╭──

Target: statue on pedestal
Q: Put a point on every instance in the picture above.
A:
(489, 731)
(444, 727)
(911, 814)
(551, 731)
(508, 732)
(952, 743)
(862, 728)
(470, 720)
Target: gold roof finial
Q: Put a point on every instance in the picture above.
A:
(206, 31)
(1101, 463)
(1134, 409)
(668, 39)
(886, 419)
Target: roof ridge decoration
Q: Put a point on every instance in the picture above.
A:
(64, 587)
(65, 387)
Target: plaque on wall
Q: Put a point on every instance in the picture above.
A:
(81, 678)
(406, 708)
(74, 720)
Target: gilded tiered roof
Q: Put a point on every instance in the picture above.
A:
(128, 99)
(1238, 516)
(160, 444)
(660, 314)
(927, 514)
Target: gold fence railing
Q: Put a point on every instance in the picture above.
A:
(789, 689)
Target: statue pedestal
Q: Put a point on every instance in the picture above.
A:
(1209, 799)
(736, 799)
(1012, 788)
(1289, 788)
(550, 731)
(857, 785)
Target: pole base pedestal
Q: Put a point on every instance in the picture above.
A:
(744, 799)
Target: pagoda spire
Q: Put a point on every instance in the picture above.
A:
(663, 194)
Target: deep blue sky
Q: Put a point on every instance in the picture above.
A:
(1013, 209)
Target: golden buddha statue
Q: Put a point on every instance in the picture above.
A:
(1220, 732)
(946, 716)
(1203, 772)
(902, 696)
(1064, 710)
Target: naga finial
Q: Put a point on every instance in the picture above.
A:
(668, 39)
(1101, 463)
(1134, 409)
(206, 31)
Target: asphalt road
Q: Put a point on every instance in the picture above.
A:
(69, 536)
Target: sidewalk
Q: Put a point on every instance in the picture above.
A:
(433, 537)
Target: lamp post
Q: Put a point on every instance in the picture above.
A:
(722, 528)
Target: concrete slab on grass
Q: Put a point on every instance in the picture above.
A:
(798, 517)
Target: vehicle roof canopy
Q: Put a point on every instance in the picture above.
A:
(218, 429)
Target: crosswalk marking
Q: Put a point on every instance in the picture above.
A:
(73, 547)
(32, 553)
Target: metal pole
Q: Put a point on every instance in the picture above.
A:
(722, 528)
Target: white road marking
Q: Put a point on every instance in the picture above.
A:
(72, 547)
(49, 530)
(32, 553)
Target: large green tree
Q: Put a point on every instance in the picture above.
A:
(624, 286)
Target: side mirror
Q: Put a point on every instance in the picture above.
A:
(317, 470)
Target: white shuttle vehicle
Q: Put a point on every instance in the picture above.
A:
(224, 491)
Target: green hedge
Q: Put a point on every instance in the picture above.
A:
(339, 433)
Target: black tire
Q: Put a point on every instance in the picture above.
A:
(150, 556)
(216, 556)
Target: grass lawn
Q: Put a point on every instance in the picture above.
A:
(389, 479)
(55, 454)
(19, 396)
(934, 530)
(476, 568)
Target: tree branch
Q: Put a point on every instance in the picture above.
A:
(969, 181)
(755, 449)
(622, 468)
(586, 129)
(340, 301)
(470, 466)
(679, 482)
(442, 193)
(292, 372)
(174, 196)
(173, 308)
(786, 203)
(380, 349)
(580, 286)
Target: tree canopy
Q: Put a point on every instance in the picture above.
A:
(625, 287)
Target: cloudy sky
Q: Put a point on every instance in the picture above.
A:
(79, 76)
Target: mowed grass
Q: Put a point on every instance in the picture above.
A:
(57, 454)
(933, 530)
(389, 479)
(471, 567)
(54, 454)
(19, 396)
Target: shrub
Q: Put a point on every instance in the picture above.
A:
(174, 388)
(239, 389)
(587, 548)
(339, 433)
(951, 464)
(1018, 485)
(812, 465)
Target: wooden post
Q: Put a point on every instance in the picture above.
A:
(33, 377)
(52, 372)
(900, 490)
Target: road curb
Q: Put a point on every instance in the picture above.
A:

╰──

Problem details: Print all of the data above again, line for line, with nothing changed.

The result:
Target: statue on pedestal
Q: Put a point on every instance in the picture above.
A:
(489, 731)
(444, 727)
(911, 814)
(551, 731)
(508, 732)
(952, 743)
(862, 728)
(470, 720)
Target: gold roof finial
Q: Put a point on every instance in the picture above.
A:
(206, 31)
(1101, 463)
(1134, 409)
(668, 39)
(886, 419)
Target: roof ridge decoration
Q: Put a point on every instance in the picture above.
A:
(64, 587)
(65, 387)
Target: plaque on wall
Q: Put a point on every instance in the picture above.
A:
(81, 678)
(406, 708)
(74, 720)
Target: gilded tiered roof
Q: Put a point on every instance in the picture above.
A:
(128, 99)
(1238, 516)
(160, 444)
(660, 314)
(927, 514)
Target: gold fence railing
Q: Put a point on every instance in the picture above.
A:
(789, 689)
Target: statue pedestal
Q: Put a point on every instance in the picture above.
A:
(1209, 799)
(736, 799)
(1012, 788)
(1289, 788)
(550, 731)
(857, 785)
Target: pole base pedestal
Q: Put a point on every instance in the picture above.
A:
(744, 799)
Target: pagoda spire
Q: Put a point on every instance in the picture above.
A:
(663, 194)
Target: deep blue sky
Q: Put a point on every instance in the picture above.
A:
(1013, 209)
Target: golden buddha statue
Q: Put a point on every instance in the picture above.
A:
(1220, 732)
(946, 716)
(1203, 772)
(902, 696)
(1064, 710)
Target: naga finial
Q: Put a point on every instance in the picture above.
A:
(668, 39)
(1101, 463)
(1134, 409)
(206, 31)
Target: asphalt road
Q: Put a point on every instance in the picture above.
A:
(69, 536)
Target: sidewalk
Q: Put a point on every instance in the picture above.
A:
(433, 537)
Target: lamp post
Q: Put a point on every instance in the picture above.
A:
(722, 528)
Target: concrete slab on grass
Q: Put a point on every instance in the picture above.
A:
(798, 517)
Target: vehicle roof canopy
Q: Put a point on every instance in the picture above.
A:
(218, 429)
Target: crosswalk marking
Q: Put a point on every instance in the picture above.
A:
(73, 547)
(32, 553)
Target: metal pole
Q: Put a point on every instance in the picture above.
A:
(722, 528)
Target: white road marking
Q: Put a point on every instance in the picture above.
A:
(72, 547)
(49, 530)
(32, 553)
Target: large green tree
Q: Put a point on every instance in the picture above.
A:
(624, 286)
Target: side mirror
Q: Put a point on every instance in the picture above.
A:
(317, 470)
Target: white shuttle vehicle
Q: Put a point on every instance in the picture above.
A:
(224, 491)
Target: green hedge
Q: Put a point on every instance in the picture above.
A:
(339, 433)
Target: black tire
Q: Put a point on every instance in the picture above.
A:
(150, 556)
(216, 556)
Target: grass lawn
Q: Put a point on every instance in the picture above.
A:
(389, 479)
(55, 454)
(19, 396)
(934, 530)
(476, 568)
Target: tree branch
Q: Put a point on every instance in the picture above.
A:
(969, 181)
(755, 449)
(622, 468)
(586, 129)
(340, 301)
(470, 466)
(679, 482)
(442, 193)
(292, 372)
(174, 196)
(173, 308)
(786, 203)
(380, 349)
(580, 286)
Target: tree canopy
Q: Put a point on every instance in the picture above.
A:
(625, 287)
Target: cloudy sky
Q: Put a point on every instance in the picture above.
A:
(79, 76)
Target: mowed grass
Q: Put a point on every instance in the picture above.
A:
(57, 454)
(933, 530)
(389, 479)
(471, 567)
(54, 454)
(19, 396)
Target: shrub
Q: Put a point on every instance in the picture above.
A:
(174, 388)
(239, 389)
(587, 548)
(339, 433)
(951, 464)
(1018, 485)
(812, 465)
Target: wooden post
Q: Put a point on every instance in the picture above.
A:
(33, 377)
(52, 372)
(900, 490)
Target: road curb
Q: Put a point on every instance in the picture above.
A:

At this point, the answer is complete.